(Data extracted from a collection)
^^^^^^^^
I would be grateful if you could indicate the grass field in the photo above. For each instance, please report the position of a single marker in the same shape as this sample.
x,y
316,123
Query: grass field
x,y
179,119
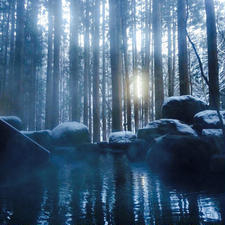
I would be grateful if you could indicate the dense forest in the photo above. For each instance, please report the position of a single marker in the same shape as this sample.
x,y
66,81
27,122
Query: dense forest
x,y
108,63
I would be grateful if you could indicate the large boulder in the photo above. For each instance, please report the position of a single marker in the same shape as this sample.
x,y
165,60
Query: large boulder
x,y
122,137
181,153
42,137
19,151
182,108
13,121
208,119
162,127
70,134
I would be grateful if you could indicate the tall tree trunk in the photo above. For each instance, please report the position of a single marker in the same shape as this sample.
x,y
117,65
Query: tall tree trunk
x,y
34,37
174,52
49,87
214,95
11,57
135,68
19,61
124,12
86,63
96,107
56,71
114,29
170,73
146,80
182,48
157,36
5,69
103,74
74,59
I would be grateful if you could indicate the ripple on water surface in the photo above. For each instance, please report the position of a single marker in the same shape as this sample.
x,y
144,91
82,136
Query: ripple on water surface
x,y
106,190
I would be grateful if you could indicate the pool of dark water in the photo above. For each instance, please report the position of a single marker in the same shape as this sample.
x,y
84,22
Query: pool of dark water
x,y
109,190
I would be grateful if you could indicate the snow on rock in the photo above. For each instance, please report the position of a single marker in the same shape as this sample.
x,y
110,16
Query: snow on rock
^^^^^^^^
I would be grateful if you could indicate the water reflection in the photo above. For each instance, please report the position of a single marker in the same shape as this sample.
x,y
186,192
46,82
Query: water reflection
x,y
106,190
^^^^^^^^
### What is being asked:
In the entries above, copy each line that contains the string "instance".

### Task solution:
I would be grateful if you could indicate the grass field in the photo above. For each instance, please report the position of a single marker in the same shape as this sample.
I would be grateful if you could indicate the dense forest in the photo above. For each instance, please report the position of a single marker in the same shape as this sample.
I would be grateful if you could indicate the large boulder in the photo above. For each instance, please report the position of a single marker in the same shape as this sample.
I would be grateful if you could indicate the tall tree trunk in the photo above. For each instance, please report the position of a single marker in the same shape as this sample.
I would be grateful if you could indicate the ripple on water surface in the photo above. For each instance, please report the position of a single marker in the same shape as this sample.
I would be grateful if you could indicate the pool of dark water in the photo above. For each instance, please report the position of a single marker in the same shape as this sample.
I would be grateful if you could indicate the snow on rock in the photo above. For each instance, please report the position of a single marker in the same shape as this sample.
I would be grateful if you could indicate the water reflection in the photo above. For each instance, please report the position of a single marker in the same shape as this sample.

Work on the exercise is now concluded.